--- YOUR INSTRUCTIONS ---
In the article about the caffeinated bracelet, what does the starter kit contain and what does it cost?

--- PASSAGE FOR REVIEW ---
========================================================================
Power Pitch

Start-up: Don’t drink your coffee — wear it!

Start-up: Don't drink your coffee -- wear it!

This start-up promises to give coffee lovers their caffeine fix … on their wrists.

Joule (which since our interview has been renamed Perk) claims to be the world's first caffeinated bracelet — giving users a boost of energy through their skin over a four-hour period.

"[Because of its] slow release, the Joule doesn't cause jitters and crashes," co-founder Alex Kryuk told CNBC.

The energy bracelet is made up of a hard silicone material, similar to a FitBit, and uses an adhesive transdermal caffeine patch that sticks to the bracelet and delivers caffeine through your skin when you wear it.

The starter kit (bracelet and 30 patches) retails for $29.99 on the company's website.

Kryuk says the target customer is someone who really likes coffee and is looking for a boost throughout the day but does not have the time to buy another cup of coffee or energy drink.

The company hasn't conducted any studies on the effectiveness of the product and told CNBC "since this is not a medical drug, we are not planning to do clinical trials for the product."

Source: Joule Energy Bands

According to NBC News Medical Correspondent Dr. Natalie Azar, many drugs can be given through the skin. Known as the transdermal route, medicines can bypass metabolism by the liver to start circulating more of the drug. Depending on how the drug is formulated, it can be absorbed slowly and deliver a steady dose. Azar did not personally test the product.

There are currently multiple transdermal caffeine patches on the market, including the Clean Energy Patch, which contains 35 mg of caffeine and other natural ingredients applied to kinesiology tape (commonly known as "KT tape"), which does not require users to wear a bracelet.

The founders of Joule would not disclose to CNBC how much caffeine is in their product, but they do say there is a higher concentration of caffeine through the patch than in a single cup of coffee.

According to the FDA, caffeine is classified as "safe for human consumption." But Azar warns that anything in excess can be harmful. "Most experts agree that anything greater than 400 mg of caffeine or more each day is too much," she said.

Headquartered in Toronto, Joule was founded in 2015. The company has five employees and, to date, has raised more than $77,000 in crowdfunding. It has presold more than 2,600 units via Indiegogo.
========================================================================
--- SOURCE INFORMATION ---
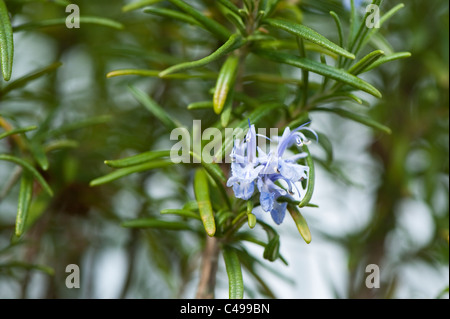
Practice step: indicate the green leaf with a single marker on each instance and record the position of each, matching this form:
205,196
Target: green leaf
137,159
209,24
225,82
355,117
155,73
383,19
300,222
129,170
234,272
230,6
23,206
181,212
22,81
6,42
201,190
308,34
29,168
200,105
385,59
272,249
155,223
171,14
311,178
62,22
38,152
154,108
138,4
234,42
339,27
365,62
319,68
18,131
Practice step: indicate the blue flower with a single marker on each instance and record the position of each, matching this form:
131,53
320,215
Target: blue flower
275,174
244,166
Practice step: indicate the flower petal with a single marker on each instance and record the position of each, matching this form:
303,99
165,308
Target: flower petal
278,212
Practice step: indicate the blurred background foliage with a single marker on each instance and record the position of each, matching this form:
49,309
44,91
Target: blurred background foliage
83,118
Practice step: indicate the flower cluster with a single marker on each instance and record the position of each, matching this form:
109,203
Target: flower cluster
252,168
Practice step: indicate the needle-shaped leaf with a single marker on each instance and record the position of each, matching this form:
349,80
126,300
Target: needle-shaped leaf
383,19
234,272
24,80
308,34
155,223
23,206
300,222
209,24
319,68
29,168
385,59
201,190
130,170
6,42
233,43
155,73
200,105
38,152
137,159
365,62
62,21
17,131
272,249
225,83
311,178
229,5
153,107
355,117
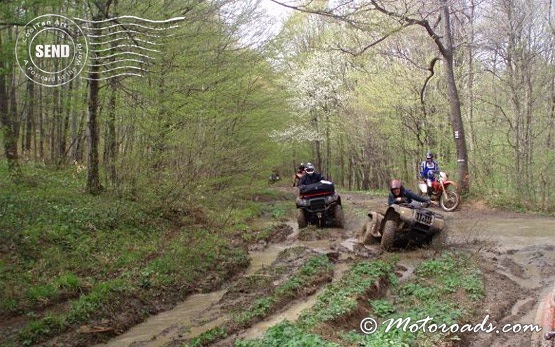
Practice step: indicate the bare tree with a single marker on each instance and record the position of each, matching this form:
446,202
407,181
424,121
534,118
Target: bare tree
357,16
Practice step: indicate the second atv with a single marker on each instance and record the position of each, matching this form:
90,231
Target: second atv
319,204
403,224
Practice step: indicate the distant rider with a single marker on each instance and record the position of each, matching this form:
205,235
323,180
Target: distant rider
398,193
311,176
428,169
298,175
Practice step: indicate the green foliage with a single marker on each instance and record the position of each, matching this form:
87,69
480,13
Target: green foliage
88,255
382,308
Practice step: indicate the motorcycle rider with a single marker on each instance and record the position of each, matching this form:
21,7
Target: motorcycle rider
298,175
398,193
428,169
311,175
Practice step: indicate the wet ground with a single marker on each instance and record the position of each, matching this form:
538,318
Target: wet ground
516,252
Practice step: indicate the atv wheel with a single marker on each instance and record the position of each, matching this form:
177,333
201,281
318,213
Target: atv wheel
301,218
449,200
366,237
388,234
339,217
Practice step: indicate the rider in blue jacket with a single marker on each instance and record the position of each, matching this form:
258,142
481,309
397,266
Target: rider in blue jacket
428,169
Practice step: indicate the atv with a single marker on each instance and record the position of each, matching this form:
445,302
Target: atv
319,204
403,224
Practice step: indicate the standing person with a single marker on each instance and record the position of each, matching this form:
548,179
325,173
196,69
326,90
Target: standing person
398,193
311,175
428,169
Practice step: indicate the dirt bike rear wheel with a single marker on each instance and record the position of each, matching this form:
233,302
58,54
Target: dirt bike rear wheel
388,234
449,200
301,218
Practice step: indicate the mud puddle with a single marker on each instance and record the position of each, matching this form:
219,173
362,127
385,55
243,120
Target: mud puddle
516,253
202,312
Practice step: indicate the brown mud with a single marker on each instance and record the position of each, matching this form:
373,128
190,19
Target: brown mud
516,253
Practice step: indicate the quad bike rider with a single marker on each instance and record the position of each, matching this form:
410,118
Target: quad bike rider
405,222
318,203
298,175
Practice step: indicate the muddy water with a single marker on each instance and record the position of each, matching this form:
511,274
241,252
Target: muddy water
201,312
519,248
509,232
198,314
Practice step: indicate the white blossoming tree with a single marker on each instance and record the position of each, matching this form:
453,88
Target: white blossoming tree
318,96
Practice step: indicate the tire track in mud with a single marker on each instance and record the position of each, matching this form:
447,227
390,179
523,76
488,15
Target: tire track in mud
515,251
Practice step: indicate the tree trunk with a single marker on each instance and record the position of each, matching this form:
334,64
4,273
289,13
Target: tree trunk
455,104
93,177
8,123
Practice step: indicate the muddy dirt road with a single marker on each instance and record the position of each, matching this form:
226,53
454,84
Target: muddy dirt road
516,252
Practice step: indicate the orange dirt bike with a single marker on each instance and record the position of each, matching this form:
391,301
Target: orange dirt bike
296,178
443,191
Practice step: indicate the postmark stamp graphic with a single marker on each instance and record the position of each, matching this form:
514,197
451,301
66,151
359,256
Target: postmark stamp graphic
51,50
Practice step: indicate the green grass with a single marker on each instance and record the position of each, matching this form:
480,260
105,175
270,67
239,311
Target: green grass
67,258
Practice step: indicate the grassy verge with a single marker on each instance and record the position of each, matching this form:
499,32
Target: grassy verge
69,259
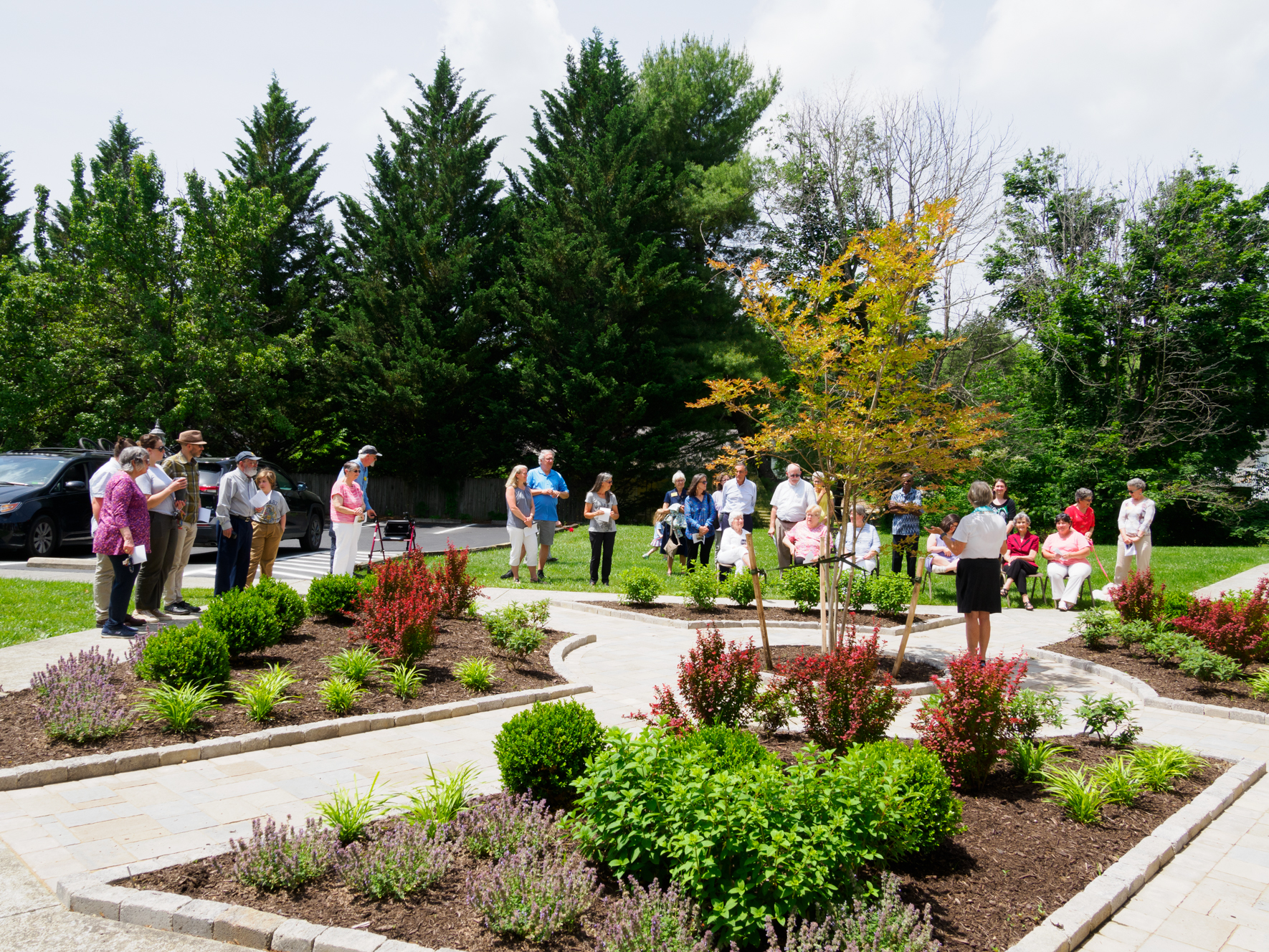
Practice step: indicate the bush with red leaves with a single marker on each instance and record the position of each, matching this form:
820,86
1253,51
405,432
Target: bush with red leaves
969,725
717,680
1232,626
837,697
1136,598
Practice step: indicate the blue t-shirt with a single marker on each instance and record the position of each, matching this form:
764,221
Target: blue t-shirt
545,505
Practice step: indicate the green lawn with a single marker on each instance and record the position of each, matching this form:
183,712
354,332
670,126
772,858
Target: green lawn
1178,566
32,609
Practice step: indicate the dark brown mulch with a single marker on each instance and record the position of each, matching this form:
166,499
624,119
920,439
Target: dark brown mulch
23,741
1164,677
1020,857
735,614
909,673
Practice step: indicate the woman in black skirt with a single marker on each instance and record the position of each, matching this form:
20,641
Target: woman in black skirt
979,541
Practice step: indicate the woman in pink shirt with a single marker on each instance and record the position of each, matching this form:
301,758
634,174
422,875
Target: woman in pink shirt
1068,553
347,515
805,538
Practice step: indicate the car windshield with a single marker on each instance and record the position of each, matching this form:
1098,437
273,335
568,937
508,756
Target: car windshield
28,471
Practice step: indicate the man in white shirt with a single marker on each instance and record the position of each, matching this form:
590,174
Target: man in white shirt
789,503
739,498
863,541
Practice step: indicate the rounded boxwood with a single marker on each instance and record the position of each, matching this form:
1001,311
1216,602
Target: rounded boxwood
545,749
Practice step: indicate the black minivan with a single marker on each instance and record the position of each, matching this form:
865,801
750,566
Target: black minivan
44,499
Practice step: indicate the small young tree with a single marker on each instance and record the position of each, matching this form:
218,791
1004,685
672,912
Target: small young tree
855,403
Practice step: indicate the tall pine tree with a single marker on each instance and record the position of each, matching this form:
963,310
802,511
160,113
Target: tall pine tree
290,267
417,337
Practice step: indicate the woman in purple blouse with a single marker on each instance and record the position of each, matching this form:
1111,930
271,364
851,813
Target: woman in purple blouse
123,525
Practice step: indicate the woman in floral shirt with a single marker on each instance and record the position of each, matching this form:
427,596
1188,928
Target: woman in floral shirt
123,525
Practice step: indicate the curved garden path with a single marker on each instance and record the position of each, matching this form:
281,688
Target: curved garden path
1214,896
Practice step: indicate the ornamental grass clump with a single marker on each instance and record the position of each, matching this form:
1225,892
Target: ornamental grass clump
280,857
533,895
77,701
400,860
652,920
835,693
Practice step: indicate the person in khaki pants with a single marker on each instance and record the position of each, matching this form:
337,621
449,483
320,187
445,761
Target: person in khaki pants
270,522
183,464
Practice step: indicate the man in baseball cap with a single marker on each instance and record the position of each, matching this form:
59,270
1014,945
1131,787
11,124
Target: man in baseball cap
234,512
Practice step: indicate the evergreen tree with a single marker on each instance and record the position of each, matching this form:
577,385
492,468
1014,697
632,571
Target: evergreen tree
290,265
417,338
11,225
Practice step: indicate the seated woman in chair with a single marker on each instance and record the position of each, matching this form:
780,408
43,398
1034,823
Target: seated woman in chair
939,558
1020,550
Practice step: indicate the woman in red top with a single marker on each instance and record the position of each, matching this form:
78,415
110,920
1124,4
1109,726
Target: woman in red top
1081,513
1020,550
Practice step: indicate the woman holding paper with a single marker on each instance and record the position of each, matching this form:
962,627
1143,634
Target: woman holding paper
347,515
602,512
122,535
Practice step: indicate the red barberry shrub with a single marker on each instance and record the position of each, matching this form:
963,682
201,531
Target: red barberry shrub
969,725
1231,625
837,697
1137,599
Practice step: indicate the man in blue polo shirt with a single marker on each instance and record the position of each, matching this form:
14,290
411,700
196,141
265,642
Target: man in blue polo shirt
547,487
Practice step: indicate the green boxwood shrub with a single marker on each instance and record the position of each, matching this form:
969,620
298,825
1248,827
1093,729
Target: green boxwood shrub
545,749
247,621
288,604
333,594
181,655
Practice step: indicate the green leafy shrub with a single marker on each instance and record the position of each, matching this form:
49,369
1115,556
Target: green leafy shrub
189,654
639,586
702,589
545,749
247,621
890,594
333,594
287,603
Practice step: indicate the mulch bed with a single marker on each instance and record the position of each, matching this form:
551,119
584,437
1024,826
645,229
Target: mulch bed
1164,677
23,741
909,673
1018,861
733,614
1020,857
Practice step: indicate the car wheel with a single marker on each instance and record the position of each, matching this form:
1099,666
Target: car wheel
41,537
311,540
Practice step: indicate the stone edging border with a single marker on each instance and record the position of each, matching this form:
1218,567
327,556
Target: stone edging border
77,768
1149,696
690,624
1068,927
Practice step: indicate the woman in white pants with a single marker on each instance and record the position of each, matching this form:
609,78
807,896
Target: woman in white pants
1068,553
347,517
519,523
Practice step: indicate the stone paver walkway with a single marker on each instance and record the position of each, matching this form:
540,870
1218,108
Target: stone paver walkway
115,820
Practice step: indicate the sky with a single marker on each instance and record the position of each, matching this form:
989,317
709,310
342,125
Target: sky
1125,85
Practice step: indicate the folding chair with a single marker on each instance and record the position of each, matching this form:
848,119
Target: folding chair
392,531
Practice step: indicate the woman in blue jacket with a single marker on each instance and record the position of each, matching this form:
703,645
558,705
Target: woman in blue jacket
700,513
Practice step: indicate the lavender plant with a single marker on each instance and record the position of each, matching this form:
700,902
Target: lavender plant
533,895
508,823
652,920
888,925
77,700
280,857
399,861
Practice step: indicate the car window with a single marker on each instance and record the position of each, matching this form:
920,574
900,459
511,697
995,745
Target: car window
27,471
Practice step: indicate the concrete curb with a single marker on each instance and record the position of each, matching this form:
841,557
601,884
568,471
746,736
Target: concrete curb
1068,927
690,624
1149,696
143,758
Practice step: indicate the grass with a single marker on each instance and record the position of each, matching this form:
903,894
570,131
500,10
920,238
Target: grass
1184,568
32,609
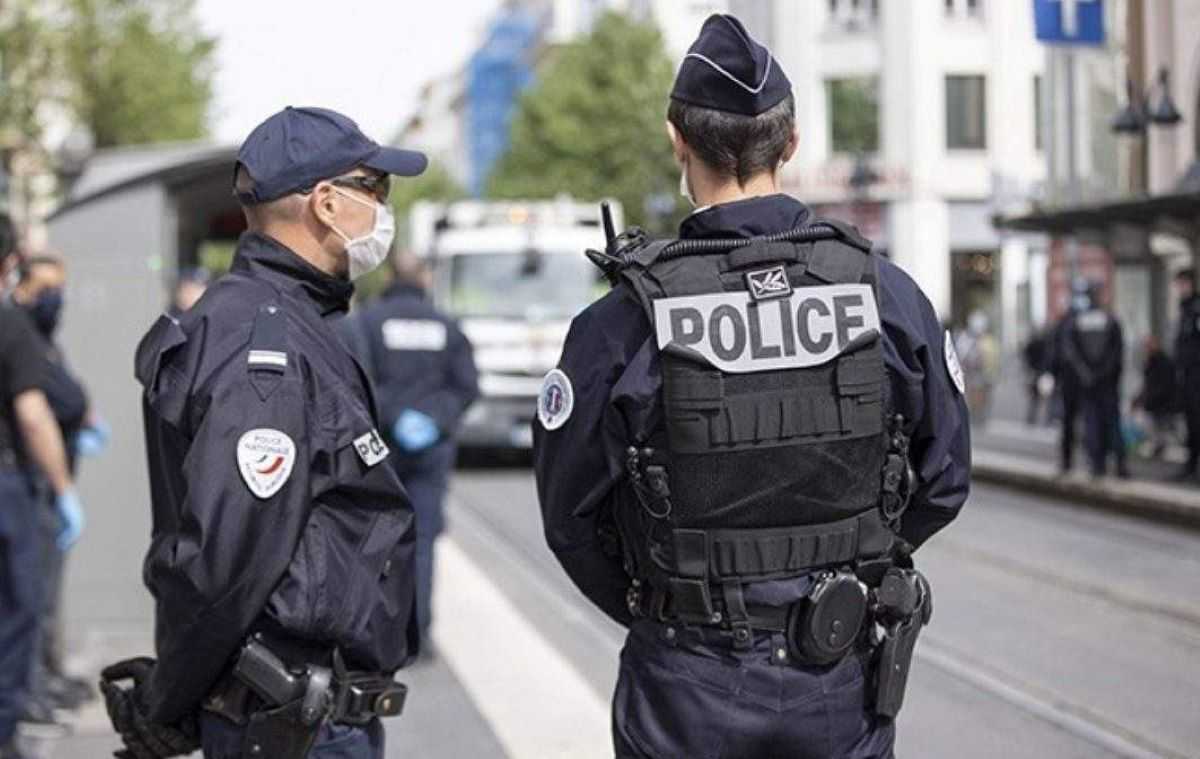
========================================================================
--- OUTPUT BELOW ---
A bracelet and 30 patches, for $29.99.